#### EXERCISE DATA:
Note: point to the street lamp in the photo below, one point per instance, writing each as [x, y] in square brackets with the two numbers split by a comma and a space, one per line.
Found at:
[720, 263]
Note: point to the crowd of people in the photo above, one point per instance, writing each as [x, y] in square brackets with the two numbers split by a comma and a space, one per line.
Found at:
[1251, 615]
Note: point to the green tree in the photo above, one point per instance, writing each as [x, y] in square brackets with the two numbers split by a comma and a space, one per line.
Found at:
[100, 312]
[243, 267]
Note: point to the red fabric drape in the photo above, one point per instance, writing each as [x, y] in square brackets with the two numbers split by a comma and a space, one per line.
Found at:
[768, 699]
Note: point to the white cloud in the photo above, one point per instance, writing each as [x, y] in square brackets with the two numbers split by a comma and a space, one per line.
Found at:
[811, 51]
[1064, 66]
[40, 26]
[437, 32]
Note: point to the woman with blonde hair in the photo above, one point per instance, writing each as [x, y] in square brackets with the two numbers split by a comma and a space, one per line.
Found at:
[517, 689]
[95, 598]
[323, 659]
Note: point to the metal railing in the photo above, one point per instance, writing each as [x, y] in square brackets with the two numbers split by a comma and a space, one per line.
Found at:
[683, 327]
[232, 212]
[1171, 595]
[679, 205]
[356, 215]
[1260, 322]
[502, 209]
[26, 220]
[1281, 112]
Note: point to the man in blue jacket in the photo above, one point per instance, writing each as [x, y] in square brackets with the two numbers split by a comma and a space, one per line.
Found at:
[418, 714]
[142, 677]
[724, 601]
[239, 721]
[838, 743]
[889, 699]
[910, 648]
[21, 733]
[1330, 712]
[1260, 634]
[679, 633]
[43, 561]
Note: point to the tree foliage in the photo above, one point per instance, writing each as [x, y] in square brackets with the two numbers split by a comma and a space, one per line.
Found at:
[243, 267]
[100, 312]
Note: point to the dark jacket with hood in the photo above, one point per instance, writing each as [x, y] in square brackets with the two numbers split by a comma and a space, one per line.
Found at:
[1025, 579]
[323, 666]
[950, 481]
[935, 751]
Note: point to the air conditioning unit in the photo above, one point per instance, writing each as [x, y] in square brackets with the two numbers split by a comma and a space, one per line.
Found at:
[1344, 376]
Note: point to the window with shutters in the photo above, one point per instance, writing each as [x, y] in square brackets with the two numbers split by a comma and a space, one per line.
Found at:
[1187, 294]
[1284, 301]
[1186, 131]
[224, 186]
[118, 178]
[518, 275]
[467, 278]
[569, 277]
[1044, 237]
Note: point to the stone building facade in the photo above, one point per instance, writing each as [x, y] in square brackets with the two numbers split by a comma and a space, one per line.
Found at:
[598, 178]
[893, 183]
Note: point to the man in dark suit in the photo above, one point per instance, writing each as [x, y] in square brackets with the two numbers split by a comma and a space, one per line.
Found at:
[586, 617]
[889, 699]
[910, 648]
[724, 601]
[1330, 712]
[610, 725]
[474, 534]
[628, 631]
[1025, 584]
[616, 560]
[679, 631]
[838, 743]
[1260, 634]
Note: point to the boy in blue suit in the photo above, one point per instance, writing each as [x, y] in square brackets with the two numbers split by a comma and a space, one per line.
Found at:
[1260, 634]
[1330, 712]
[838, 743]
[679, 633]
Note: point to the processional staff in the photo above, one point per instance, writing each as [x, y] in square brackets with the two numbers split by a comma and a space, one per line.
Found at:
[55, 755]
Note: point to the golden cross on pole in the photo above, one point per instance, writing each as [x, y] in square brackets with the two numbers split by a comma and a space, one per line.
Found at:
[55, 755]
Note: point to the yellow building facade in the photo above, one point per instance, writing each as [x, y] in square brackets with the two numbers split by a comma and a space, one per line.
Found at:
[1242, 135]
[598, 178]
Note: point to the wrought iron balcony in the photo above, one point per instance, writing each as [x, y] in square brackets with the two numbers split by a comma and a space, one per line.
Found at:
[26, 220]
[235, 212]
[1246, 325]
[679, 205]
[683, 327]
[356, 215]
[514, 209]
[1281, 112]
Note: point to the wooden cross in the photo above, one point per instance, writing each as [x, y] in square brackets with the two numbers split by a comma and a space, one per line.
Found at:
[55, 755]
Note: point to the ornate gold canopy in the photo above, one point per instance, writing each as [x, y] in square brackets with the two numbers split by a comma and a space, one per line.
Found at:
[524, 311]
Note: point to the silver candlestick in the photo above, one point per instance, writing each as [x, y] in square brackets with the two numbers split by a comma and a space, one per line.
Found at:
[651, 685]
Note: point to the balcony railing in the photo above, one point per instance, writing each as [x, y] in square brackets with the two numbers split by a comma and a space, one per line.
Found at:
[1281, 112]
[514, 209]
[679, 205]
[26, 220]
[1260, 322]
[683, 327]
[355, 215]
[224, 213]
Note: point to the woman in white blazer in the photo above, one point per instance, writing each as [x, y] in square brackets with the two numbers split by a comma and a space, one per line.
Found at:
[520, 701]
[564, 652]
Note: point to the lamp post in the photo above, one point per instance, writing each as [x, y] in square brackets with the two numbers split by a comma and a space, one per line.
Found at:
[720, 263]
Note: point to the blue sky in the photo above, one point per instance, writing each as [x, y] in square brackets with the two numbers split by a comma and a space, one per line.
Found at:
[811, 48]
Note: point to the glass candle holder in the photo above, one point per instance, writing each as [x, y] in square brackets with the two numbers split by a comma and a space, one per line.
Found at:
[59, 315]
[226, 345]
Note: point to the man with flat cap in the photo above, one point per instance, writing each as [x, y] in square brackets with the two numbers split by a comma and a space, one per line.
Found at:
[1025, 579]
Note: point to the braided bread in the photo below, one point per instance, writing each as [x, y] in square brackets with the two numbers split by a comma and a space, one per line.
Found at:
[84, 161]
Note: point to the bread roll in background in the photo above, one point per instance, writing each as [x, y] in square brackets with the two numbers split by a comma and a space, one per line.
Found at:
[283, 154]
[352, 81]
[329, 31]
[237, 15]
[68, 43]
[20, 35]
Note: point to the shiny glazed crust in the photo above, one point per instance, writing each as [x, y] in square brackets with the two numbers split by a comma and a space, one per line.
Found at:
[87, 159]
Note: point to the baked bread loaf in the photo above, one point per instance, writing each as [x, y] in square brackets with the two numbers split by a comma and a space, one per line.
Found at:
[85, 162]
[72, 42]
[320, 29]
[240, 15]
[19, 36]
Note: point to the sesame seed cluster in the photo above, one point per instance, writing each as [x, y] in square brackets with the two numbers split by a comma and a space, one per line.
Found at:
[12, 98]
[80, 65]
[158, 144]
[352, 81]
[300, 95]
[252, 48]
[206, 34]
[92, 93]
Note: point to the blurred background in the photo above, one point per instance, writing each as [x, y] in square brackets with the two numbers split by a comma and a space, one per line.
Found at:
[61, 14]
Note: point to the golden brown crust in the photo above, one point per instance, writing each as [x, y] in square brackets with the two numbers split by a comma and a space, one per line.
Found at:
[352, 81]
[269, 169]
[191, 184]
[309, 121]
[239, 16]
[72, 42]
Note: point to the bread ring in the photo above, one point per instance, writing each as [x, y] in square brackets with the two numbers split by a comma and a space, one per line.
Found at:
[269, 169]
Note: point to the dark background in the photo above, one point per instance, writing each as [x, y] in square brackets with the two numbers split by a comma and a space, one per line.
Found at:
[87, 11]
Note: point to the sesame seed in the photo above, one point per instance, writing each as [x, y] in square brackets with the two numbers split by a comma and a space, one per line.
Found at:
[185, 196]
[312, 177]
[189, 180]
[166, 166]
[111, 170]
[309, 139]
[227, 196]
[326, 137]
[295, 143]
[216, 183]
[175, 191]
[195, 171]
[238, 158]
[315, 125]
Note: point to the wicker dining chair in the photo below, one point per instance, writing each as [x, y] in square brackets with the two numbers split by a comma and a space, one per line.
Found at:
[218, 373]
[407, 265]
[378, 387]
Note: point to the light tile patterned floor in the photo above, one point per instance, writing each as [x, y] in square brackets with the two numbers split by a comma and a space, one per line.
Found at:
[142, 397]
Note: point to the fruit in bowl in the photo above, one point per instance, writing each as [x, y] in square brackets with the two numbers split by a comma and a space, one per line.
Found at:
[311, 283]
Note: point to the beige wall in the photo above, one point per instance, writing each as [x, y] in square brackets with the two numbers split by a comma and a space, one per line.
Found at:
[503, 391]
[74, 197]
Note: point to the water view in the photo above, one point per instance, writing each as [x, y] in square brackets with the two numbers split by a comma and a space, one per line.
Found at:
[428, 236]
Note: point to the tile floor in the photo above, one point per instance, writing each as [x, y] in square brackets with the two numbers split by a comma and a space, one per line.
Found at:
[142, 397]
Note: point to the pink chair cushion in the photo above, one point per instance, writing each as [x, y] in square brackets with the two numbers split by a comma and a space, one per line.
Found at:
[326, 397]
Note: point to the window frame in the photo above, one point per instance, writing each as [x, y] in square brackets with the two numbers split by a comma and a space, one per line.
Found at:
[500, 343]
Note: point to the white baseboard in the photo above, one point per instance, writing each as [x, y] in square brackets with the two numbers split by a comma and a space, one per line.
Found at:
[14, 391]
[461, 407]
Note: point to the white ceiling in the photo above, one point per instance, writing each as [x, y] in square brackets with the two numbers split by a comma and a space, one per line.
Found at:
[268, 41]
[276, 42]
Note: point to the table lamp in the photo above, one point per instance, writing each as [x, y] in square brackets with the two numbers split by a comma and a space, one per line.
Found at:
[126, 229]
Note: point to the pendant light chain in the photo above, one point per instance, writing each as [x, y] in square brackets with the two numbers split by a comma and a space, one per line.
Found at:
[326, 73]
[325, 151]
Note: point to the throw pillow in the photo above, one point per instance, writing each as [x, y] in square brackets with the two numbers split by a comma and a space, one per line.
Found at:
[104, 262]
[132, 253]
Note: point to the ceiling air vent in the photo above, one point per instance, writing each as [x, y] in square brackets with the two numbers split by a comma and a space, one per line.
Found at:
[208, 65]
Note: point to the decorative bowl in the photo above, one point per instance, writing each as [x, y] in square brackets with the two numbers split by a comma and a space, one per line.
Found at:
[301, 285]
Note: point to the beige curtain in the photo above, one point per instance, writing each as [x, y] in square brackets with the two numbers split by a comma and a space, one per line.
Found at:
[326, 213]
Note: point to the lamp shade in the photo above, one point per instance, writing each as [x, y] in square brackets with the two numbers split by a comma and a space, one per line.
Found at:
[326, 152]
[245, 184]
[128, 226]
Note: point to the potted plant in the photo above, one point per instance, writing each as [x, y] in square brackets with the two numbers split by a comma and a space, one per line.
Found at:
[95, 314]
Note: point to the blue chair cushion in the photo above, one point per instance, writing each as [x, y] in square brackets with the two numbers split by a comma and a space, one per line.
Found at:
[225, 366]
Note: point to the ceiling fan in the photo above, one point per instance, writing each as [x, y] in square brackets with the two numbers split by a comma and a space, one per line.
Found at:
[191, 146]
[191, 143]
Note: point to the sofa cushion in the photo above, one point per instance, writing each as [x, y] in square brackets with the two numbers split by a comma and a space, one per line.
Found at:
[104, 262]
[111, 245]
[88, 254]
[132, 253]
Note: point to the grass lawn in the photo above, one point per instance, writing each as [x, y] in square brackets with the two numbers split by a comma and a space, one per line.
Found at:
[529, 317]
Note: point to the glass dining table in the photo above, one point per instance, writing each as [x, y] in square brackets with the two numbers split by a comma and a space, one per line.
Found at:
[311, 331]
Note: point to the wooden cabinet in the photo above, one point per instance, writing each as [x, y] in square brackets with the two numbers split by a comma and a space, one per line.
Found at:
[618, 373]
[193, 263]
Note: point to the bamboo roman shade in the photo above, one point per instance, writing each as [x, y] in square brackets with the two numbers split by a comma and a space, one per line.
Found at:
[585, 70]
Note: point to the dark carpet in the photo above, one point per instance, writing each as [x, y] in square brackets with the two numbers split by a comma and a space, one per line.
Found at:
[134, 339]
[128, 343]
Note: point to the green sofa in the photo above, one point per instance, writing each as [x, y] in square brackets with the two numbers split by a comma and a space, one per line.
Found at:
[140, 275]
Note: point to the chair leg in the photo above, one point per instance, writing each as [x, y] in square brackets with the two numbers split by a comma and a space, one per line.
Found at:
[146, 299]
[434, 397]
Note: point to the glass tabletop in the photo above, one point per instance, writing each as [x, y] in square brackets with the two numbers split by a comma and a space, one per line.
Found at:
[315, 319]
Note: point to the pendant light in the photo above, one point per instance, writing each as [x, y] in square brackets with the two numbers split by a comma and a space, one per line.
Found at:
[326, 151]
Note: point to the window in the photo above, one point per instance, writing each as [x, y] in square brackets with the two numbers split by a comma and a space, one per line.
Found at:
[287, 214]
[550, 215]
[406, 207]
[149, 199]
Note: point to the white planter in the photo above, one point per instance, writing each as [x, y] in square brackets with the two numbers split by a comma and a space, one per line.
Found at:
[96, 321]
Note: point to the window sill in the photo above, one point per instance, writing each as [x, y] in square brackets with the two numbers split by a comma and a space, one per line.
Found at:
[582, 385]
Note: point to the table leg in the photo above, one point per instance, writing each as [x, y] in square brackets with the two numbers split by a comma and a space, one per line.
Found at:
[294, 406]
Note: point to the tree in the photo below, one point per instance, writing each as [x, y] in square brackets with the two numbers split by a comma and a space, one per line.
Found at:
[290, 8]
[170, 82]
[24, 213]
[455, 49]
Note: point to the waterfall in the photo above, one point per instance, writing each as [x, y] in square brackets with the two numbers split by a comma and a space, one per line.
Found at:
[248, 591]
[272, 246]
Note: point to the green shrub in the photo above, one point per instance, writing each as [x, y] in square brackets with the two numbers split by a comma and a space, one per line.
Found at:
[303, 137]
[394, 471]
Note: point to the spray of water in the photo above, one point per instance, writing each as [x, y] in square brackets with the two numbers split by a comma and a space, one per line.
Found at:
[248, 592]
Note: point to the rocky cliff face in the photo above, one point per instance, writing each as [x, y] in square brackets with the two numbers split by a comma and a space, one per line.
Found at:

#### WHAT THE TASK ASKS:
Among the records, find every line holding the word "cross" and copy it.

#### ANSWER SPACE:
Note: point to the golden cross on pole in the photo above, one point per instance, writing each as [x, y] in square brackets with the two numbers split by a comma and a space, one per line.
Note: point to the wooden cross in the photo above, one point per instance, writing each as [x, y] in square brackets with the two numbers split by a comma and a space, one per line.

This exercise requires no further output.